== EXERCISE PROMPT ==
All of these records need to be duplicated exactly.

Referring expression pointing data:
*-*-*
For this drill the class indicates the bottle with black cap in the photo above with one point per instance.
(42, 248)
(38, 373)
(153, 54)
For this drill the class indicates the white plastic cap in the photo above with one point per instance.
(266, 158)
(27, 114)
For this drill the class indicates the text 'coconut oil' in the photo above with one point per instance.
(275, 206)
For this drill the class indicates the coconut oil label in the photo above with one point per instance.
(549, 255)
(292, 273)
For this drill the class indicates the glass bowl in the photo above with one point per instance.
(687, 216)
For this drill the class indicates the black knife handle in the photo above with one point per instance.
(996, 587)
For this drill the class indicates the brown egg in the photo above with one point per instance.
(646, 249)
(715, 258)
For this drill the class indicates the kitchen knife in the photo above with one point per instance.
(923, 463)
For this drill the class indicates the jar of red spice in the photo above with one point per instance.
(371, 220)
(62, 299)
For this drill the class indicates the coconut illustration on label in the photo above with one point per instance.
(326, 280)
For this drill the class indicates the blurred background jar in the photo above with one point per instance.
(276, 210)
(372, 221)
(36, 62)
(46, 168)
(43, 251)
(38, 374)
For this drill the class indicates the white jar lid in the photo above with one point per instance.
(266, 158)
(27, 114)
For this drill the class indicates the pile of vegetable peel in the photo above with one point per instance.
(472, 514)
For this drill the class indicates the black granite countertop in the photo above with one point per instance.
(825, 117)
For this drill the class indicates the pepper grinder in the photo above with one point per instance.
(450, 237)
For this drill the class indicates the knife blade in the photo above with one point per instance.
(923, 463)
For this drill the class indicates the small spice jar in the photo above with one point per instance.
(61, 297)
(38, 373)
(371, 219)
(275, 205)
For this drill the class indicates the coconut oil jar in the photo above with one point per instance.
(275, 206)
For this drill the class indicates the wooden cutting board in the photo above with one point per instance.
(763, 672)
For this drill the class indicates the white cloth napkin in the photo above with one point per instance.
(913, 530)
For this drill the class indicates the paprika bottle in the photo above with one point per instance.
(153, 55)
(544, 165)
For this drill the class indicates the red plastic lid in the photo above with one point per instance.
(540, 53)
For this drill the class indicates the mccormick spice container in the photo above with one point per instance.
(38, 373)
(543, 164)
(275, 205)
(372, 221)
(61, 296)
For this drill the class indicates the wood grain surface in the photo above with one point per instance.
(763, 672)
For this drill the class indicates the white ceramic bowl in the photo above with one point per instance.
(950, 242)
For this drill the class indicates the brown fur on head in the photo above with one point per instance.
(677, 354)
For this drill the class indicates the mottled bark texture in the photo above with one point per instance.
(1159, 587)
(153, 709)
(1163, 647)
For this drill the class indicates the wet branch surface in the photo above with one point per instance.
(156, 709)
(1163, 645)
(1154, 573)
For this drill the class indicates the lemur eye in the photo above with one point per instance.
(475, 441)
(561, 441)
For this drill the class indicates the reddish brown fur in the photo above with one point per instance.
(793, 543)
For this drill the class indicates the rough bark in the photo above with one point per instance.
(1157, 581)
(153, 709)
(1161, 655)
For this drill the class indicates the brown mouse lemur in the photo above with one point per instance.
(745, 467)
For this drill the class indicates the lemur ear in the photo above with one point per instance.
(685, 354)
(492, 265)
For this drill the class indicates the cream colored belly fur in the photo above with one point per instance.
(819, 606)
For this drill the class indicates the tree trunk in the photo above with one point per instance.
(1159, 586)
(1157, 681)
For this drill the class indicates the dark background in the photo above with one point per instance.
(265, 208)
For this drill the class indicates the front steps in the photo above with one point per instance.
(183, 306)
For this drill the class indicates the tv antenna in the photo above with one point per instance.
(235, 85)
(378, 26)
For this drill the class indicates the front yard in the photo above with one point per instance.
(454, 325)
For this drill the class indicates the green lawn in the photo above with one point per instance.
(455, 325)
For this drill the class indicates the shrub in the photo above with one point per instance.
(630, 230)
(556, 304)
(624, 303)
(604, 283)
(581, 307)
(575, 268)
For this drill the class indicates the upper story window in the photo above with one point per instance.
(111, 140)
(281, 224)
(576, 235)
*-*-*
== OUTPUT FOR THIS EXERCISE ==
For this drill the class indicates the bottle with black cap in the photo above with one point per instance.
(42, 248)
(38, 373)
(153, 54)
For this drill the class indicates the white plastic cap in the photo above with one point per instance.
(266, 158)
(27, 114)
For this drill the class indicates the text 'coconut oil' in the photo above with one point per instance.
(275, 206)
For this drill the class indicates the coconut oil label in the photo above with one point per instance.
(549, 255)
(292, 273)
For this drill the class indicates the glass bowl in the photo above with one point per instance.
(687, 216)
For this drill the class indicates the black knife handle in the photo above with one point per instance.
(996, 587)
For this drill the class indicates the brown egg in the photo above with one point per instance.
(646, 249)
(715, 258)
For this drill the class indicates the kitchen knife in the photo above with one point per instance.
(923, 463)
For this drill the class indicates the jar of red spice in the photo above with one point per instance.
(371, 220)
(62, 299)
For this drill the class indicates the coconut illustration on label in the photo above with one point per instance.
(326, 280)
For this drill the class indicates the blurred background jar in the photo above with one point per instance.
(276, 210)
(372, 221)
(36, 62)
(46, 168)
(43, 251)
(38, 374)
For this drill the class indicates the white jar lid in the photo above with one point per instance.
(266, 158)
(27, 114)
For this drill the class indicates the pile of vegetable peel in the photo above with one point per instance.
(472, 514)
For this drill the class indicates the black granite countertop in the photo above with one point per instance.
(825, 117)
For this drill the class indicates the pepper grinder in the photo above with one point per instance.
(450, 237)
For this drill the class indicates the knife blade in the photo above with one point per instance.
(923, 463)
For this drill the class indicates the small spice jar in the photo above with one point per instance.
(61, 297)
(38, 373)
(371, 219)
(275, 205)
For this drill the class indicates the coconut oil jar in the photo above with one point per instance.
(275, 206)
For this drill the class indicates the wooden cutting board in the photo above with one point per instance.
(763, 672)
For this drill the class indicates the white cloth napkin in the photo above with one point per instance.
(913, 530)
For this drill the class indicates the paprika bottle in the photo above with one point per instance.
(153, 55)
(544, 165)
For this drill the class indicates the red plastic lid in the photo above with one point per instance.
(540, 53)
For this drill the class indicates the mccormick spice container in the photo above with one point per instance.
(38, 373)
(543, 164)
(275, 205)
(372, 221)
(61, 296)
For this drill the class indicates the wood grain surface in the photo above with one point per instance.
(763, 672)
For this drill the class indicates the white ceramic bowl in the photo above with one point per instance.
(950, 242)
For this drill the class indicates the brown fur on head in the photo above with one point per instance.
(677, 354)
For this drill the class indicates the mottled bark texture in the photo above with one point per instance.
(1159, 587)
(153, 709)
(1163, 647)
For this drill the class indicates the wet branch surface in the photo above with one point per instance.
(156, 709)
(1163, 645)
(1154, 573)
For this drill the class indicates the lemur eye in the photo above with one point per instance.
(475, 441)
(561, 441)
For this drill the class indicates the reddish brown fur in the photo above with one point per instance.
(793, 543)
For this drill the class indicates the rough bark in the photo above with one point per instance.
(1157, 581)
(153, 709)
(1161, 655)
For this drill the class indicates the brown mouse lemur in the photo above with one point per instance.
(745, 467)
For this drill the class indicates the lemur ear in the photo above with one point per instance.
(685, 354)
(492, 265)
For this drill the class indicates the cream colored belly fur in the photo above with one point per instance.
(819, 606)
For this drill the class indicates the tree trunk in the photo above with one point per instance.
(1159, 586)
(1157, 681)
For this drill the class indicates the dark background in the photo above with one point per instance.
(265, 208)
For this drill the class indicates the front steps in the photo above with one point per instance.
(183, 306)
For this drill the class indicates the tv antenna in the photo above with one point per instance.
(235, 85)
(378, 26)
For this drill the class indicates the front yard in the photo above with one point per instance.
(454, 325)
For this drill the class indicates the green lawn in the photo above with one point per instance.
(455, 325)
For this drill the class indicates the shrub in the photo above with one point per instance.
(630, 230)
(556, 304)
(624, 303)
(604, 283)
(581, 307)
(575, 268)
For this drill the class indicates the upper story window in the photo above with one point per instance.
(111, 140)
(281, 224)
(576, 235)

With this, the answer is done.